Este proyecto binacional entre el INAOE mexicano y la Universidad de Massachusetts Amherst, de Estados Unidos, finalmente fue autorizado en 1997. Después de 3.400 viajes de camiones con materiales, la apertura de una fábrica de cemento en las inmediaciones, un minucioso análisis del suelo, robos de paneles valuados en un millón de dólares y varios problemas de financiamiento, el GTM fue inaugurado en noviembre de 2006, si bien entró en operaciones en 2011.
A diferencia de los telescopios ópticos, el GTM no ve el universo. Más bien, lo escucha: en lugar de captar la luz provenientes de los más diversos cuerpos celestes, capta emisiones de radio emitidas por galaxias, púlsares, cuásares y demás estructuras espaciales. “Este radiotelescopio es tan sensible –advierte Chávez Dagostino, durante el recorrido por las entrañas del edifico– que escucha los murmullos más lejanos y antiguos de nuestro universo”.
Desde su inauguración, por ejemplo, con este instrumento científico –alto como un edificio de 20 pisos y con una superficie equivalente a la mitad de una cancha de fútbol profesional– se confirmó la existencia de la segunda galaxia más distante en el universo: G09 83808, que nació cuando el cosmos tenía menos del 10% de su edad actual, unos mil millones de años después del Big Bang. Uno de los instrumentos del GTM, el Redshift Search Receiver, incluso reveló la presencia de moléculas de monóxido de carbono y de agua en este antiguo y polvoroso objeto espacial.
“No deja de sorprenderme: hace más de 12 mil millones de años partió su luz y recién ahora la estamos detectando –afirma Chávez Dagostino–. Las estrellas nacen en oscuras nubes moleculares gigantes, regiones llenas de gas, zonas de muy baja temperatura. Pero son invisibles para nosotros. Por eso necesitamos instalaciones como el GTM: nos permite captar radiación electromagnética que proviene de cuerpos celestes que tienen muy baja temperatura. Con él podemos entender cómo se forman galaxias, estrellas y planetas y así conocer un poco más la biografía de nuestro universo”.
En 2014, esta instalación que pertenece al Sistema de Centros Públicos de Investigación del Consejo Nacional de Ciencia y Tecnología (Conacyt), ayudó a descubrir el agujero negro más masivo hasta ahora conocido –ubicado en la galaxia Holm 15A y que podría tener una masa mayor de diez mil millones de veces la del Sol–.
También reveló los secretos de una de las estrellas más populares en la ciencia ficción: Épsilon Eridani, conocida por ser la estrella del planeta Vulcano en Star Trek, además de aparecer en libros de Isaac Asimov y en el videojuego Halo. En la realidad, se encuentra a poco más de 10 años luz de la Tierra y es muy parecida a nuestro Sol, si bien es mucho más joven: tiene solo 800 millones de años. La cámara AzTEC del Gran Telescopio Milimétrico descubrió un anillo de polvo a su alrededor, un detalle que aporta información valiosa sobre la evolución temprana de otros sistemas solares en nuestra galaxia.

Tareas escritas.
[a] En el texto sobre el Gran Telescopio Milimétrico, ¿en qué año comenzó a operar el GTM?
[b] Retoma el texto sobre el Gran Telescopio Milimétrico a partir de su última oración y continúalo.

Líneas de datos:
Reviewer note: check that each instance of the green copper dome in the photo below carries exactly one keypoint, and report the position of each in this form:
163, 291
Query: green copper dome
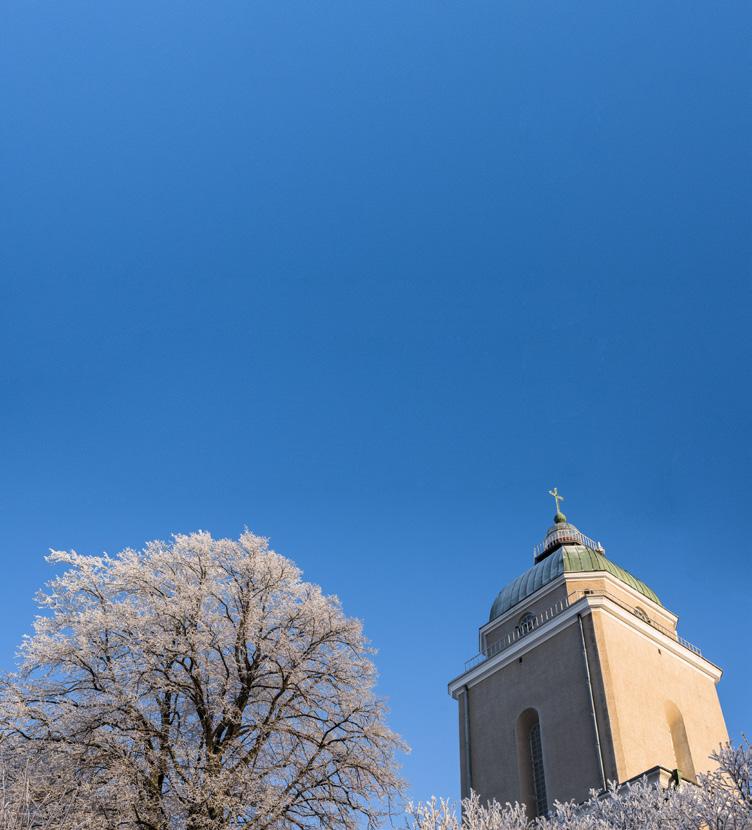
576, 558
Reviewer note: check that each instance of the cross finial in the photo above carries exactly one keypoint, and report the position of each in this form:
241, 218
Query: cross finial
557, 498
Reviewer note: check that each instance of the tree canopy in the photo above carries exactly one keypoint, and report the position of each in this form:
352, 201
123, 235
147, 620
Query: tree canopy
200, 684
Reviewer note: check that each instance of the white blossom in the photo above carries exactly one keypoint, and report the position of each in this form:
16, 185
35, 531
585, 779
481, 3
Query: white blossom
200, 684
721, 800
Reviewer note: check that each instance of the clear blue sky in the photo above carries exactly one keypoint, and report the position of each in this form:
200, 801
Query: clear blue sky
370, 277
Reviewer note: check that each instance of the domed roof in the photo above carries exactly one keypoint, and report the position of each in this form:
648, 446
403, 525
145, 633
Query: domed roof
565, 558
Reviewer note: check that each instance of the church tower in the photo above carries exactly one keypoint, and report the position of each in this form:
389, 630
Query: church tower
581, 679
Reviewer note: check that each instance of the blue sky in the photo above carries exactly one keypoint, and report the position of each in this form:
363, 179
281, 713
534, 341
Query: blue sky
370, 278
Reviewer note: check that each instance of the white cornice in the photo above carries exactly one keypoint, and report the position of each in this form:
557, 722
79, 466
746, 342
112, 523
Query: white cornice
571, 576
583, 606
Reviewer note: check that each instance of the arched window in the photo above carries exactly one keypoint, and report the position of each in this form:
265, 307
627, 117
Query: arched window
539, 777
530, 764
679, 741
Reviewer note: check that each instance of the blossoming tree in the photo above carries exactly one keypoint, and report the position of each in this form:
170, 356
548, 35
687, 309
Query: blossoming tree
199, 684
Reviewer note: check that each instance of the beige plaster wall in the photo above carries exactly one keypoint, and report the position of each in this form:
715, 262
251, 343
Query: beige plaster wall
641, 680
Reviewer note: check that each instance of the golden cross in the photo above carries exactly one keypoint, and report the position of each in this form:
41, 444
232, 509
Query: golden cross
557, 497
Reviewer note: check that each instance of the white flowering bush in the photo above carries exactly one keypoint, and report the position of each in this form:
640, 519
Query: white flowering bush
721, 800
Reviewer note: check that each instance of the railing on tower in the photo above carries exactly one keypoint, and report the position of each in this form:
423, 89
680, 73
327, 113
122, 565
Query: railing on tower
566, 534
534, 621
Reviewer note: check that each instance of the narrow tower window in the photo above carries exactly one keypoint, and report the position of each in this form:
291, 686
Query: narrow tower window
680, 742
530, 764
539, 779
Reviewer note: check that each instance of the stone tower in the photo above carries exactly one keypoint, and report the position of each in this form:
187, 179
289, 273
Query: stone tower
581, 679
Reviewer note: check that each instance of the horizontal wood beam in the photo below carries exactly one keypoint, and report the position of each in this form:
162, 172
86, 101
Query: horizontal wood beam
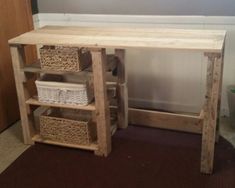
163, 120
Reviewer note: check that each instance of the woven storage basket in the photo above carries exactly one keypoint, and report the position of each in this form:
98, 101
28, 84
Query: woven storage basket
65, 89
68, 126
68, 59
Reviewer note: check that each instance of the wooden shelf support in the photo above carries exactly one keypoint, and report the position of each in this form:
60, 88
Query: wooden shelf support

Respuestas por tarea.
[a] El GTM entró en operaciones en 2011.

[b]
Una de las sorpresas que se llevaron los constructores de este proyecto científico, el más ambicioso de la historia de México, fue la de encontrar en la cima del volcán vasijas prehispánicas, probablemente llevadas por los antiguos habitantes de la zona como ofrendas a sus dioses. Lo que no les sorprendió a los ingenieros fue que el radiotelescopio no sufriera daños durante el gran terremoto que sacudió a Puebla el 19 de septiembre pasado. “No le pasó nada –señala Mujica, mientras se frota las manos congeladas–. Ni una grietecita tuvo. Es un búnker”.
Pese al frío y al sol que golpea con dureza, el escenario donde está emplazado el GTM es tan imponente que impulsó al director mexicano Hugo Félix Mercado a filmar aquí la película de ciencia ficción Cygnus sobre un joven astrónomo que descubre una misteriosa señal proveniente de la constelación de El Cisne.
Mientras aguardan para ver esta película, los científicos que trabajan aquí, tan lejos de la tierra y a la vez tan lejos del cielo, recopilan datos. Cada noche de operación del GTM produce unos dos terabytes de información. Aunque se espera que sean mucho más cuando en enero de 2018 este gran complejo científico que pesa 2.600 toneladas, gira sobre su base con una precisión de relojería, resiste ráfagas de viento de 250 km/h y costó unos 185 millones de dólares, comience a funcionar a toda capacidad.
Hasta ahora no le ha ido nada mal. El GTM se ha convertido en uno de los principales actores en una de las cacerías astronómicas más ambiciosas de la historia: aquella que busca observar los alrededores de Sagitario A*, el agujero negro que anida en el centro de nuestra galaxia. Junto a otros siete telescopios ubicados alrededor del planeta –como ALMA en Chile, el James Clerk Maxwell Telescope en Hawaii y el Observatorio IRAM Pico Veleta, en Sierra Nevada, Granada, entre otros–, forma parte de la iniciativa Event Horizon Telescope.
En su caso, busca detectar las estrellas que están cayendo a su interior, es decir, conocer al detalle cuál es la dieta de este monstruo galáctico, con qué se está alimentando este objeto que tiene cuatro millones de veces la masa de sol –en un radio de solo 6.700 millones de kilómetros– y donde, debido a su descomunal fuerza gravitacional, ni siquiera la luz puede escapar.
Se planea que esta colaboración internacional dure hasta 2022. Pero los investigadores del Gran Telescopio Milimétrico no están seguros de que vayan a llegar de la mejor manera a esa fecha. Ocurre que el proyecto sufrió recortes presupuestarios: casi 70 millones de pesos mexicanos, cruciales para que la gran oreja espacial de México no empiece a sufrir los primeros embates de la sordera. (Fuente: SINC/Federico Kukso)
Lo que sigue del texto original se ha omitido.